***** Records *****

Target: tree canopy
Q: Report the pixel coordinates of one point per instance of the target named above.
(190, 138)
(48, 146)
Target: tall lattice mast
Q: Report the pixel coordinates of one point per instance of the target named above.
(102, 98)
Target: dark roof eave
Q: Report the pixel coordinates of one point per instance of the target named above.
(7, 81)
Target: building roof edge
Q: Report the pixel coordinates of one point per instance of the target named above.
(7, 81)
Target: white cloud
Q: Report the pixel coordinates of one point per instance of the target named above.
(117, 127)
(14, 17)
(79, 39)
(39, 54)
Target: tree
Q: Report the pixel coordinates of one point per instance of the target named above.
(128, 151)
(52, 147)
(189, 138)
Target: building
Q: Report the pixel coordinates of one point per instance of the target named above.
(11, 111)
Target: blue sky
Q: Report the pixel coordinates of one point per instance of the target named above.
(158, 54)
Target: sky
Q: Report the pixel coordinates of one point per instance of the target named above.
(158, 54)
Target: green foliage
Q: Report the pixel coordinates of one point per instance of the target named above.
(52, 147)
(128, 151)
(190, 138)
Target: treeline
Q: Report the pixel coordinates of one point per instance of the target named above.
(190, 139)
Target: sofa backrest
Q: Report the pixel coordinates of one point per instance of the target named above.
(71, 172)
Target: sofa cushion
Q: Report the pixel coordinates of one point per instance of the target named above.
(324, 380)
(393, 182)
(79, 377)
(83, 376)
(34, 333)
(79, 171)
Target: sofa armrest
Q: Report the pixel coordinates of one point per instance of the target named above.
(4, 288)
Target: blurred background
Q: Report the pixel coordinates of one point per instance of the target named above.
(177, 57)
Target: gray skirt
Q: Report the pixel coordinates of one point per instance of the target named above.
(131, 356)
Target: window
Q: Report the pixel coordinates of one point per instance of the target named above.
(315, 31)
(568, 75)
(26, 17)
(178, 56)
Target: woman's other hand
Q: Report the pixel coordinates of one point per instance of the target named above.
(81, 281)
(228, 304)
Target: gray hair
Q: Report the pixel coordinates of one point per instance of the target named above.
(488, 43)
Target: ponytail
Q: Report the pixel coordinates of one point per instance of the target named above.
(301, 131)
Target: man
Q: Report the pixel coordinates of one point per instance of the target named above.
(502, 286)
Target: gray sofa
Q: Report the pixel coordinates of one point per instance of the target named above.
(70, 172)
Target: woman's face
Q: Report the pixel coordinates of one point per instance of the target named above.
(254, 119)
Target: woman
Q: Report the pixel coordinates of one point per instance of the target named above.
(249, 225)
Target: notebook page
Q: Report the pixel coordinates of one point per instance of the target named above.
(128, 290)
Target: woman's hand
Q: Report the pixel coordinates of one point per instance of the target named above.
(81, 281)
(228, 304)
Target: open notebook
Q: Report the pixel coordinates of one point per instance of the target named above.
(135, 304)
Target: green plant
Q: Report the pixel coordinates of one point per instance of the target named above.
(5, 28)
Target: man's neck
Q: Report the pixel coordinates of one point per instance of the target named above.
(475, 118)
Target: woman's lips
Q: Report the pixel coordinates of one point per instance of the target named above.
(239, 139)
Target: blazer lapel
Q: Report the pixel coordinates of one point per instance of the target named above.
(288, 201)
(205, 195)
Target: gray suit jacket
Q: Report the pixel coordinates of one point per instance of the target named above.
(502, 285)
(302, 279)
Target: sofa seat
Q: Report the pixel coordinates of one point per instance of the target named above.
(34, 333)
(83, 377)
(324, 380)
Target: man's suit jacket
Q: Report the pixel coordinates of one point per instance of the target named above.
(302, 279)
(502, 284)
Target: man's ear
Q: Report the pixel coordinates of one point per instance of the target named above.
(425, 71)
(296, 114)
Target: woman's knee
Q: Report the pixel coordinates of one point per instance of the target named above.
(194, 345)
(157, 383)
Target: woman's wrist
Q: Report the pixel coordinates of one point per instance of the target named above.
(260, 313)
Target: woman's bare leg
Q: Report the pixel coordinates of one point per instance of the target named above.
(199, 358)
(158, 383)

*****

* Stated exercise
Lay out each line of the listing above as a numbered list, leaving out any blank lines.

* Written solution
1. Target: tree canopy
2. Q: Report the pixel coordinates of one point per instance of the target named above.
3. (190, 138)
4. (48, 146)
5. Target: tall lattice mast
6. Q: Report the pixel coordinates of one point per instance of the target named above.
7. (102, 98)
8. Target: dark roof eave
9. Q: Report the pixel coordinates of one point per instance of the target named above.
10. (7, 81)
11. Target: building roof edge
12. Q: Report the pixel coordinates of one point per instance of the target named above.
13. (7, 81)
14. Target: white cloud
15. Q: Report the pixel coordinates of one point per instance of the target named above.
16. (117, 127)
17. (14, 17)
18. (79, 39)
19. (39, 54)
20. Target: tree
21. Q: Report the pixel coordinates of one point per instance of the target named above.
22. (128, 151)
23. (52, 147)
24. (189, 138)
25. Target: building
26. Q: Report the pixel coordinates of one point per instance of the target named above.
27. (11, 111)
28. Target: blue sky
29. Q: Report the pixel coordinates of one point per instance of the target named above.
30. (158, 54)
31. Target: sky
32. Q: Report the pixel coordinates of one point per instance of the target named above.
33. (158, 54)
34. Target: green foliage
35. Q: Report the pixel coordinates of one point per instance of the target named above.
36. (52, 147)
37. (128, 151)
38. (190, 138)
39. Target: treeline
40. Q: Report the pixel coordinates of one point per instance of the target named above.
41. (190, 139)
42. Target: sofa backrest
43. Q: Report the pixel coordinates of one point per instance of the target named above.
44. (71, 172)
45. Target: sofa cushion
46. Q: Report the pixel coordinates of one point per instance of the target named above.
47. (324, 380)
48. (393, 182)
49. (79, 377)
50. (83, 376)
51. (34, 333)
52. (79, 171)
53. Target: sofa armrest
54. Q: Report the pixel coordinates of one point per instance of the target named above.
55. (4, 288)
56. Target: blurred background
57. Q: Report the pixel coordinates of one point per instance of the target named above.
58. (177, 57)
59. Target: gray skirt
60. Q: Report the pixel coordinates of one point per instance of the target named above.
61. (131, 356)
62. Target: window
63. Q: Report the pixel coordinates of one point per instance of the target named above.
64. (315, 31)
65. (568, 75)
66. (26, 17)
67. (178, 56)
68. Target: woman's other hand
69. Q: Report the pixel coordinates of one point per instance of the target named above.
70. (81, 281)
71. (228, 304)
72. Target: gray hair
73. Q: Report the pixel coordinates of one point per instance of the target named above.
74. (488, 43)
75. Target: ponytail
76. Q: Report the pixel coordinates of one point per instance of the target named above.
77. (301, 131)
78. Target: man
79. Q: Report the pixel coordinates of one point per instance of the target named above.
80. (502, 286)
81. Target: gray sofa
82. Q: Report the pixel coordinates of one point per instance of the target named above.
83. (70, 172)
84. Target: woman's face
85. Q: Report the pixel coordinates of one point per instance of the target named above.
86. (254, 119)
87. Target: woman
88. Q: Report the pixel coordinates of one point per instance of the target named above.
89. (249, 225)
90. Target: notebook page
91. Q: Report the pixel coordinates of one point per instance of the target named above.
92. (128, 290)
93. Target: woman's hand
94. Q: Report the pixel coordinates of one point per instance of the target named above.
95. (81, 281)
96. (228, 304)
97. Target: open notebook
98. Q: Report the pixel coordinates of one point per instance of the target named above.
99. (135, 304)
100. Target: green plant
101. Q: Report the pixel coordinates of one point per instance of the target named above.
102. (5, 28)
103. Target: man's neck
104. Q: Report the pixel coordinates of one point per instance of the target named above.
105. (475, 118)
106. Target: woman's lips
107. Q: Report the pixel coordinates of one point per instance of the target named above.
108. (239, 139)
109. Target: blazer lapel
110. Q: Report the pixel coordinates of one point per instance of the target named above.
111. (288, 201)
112. (205, 195)
113. Target: gray suit jacket
114. Q: Report the pixel coordinates of one point per instance of the target named above.
115. (502, 285)
116. (302, 279)
117. Target: sofa seat
118. Q: Report the pixel coordinates of one point per instance of the target named above.
119. (34, 333)
120. (83, 377)
121. (324, 380)
122. Target: man's suit jacket
123. Q: Report the pixel coordinates of one point per instance of the target named above.
124. (302, 279)
125. (502, 284)
126. Target: man's ear
127. Q: Report the pixel coordinates of one point per instance of the target named above.
128. (425, 71)
129. (296, 114)
130. Target: woman's knee
131. Q: Report the pixel coordinates of one point per instance of the target named above.
132. (194, 345)
133. (157, 383)
134. Target: woman's wrist
135. Q: Report the pixel coordinates of one point per instance of the target named above.
136. (260, 313)
137. Target: woman's bare leg
138. Q: Report the pixel coordinates of one point per instance of the target named above.
139. (199, 358)
140. (158, 383)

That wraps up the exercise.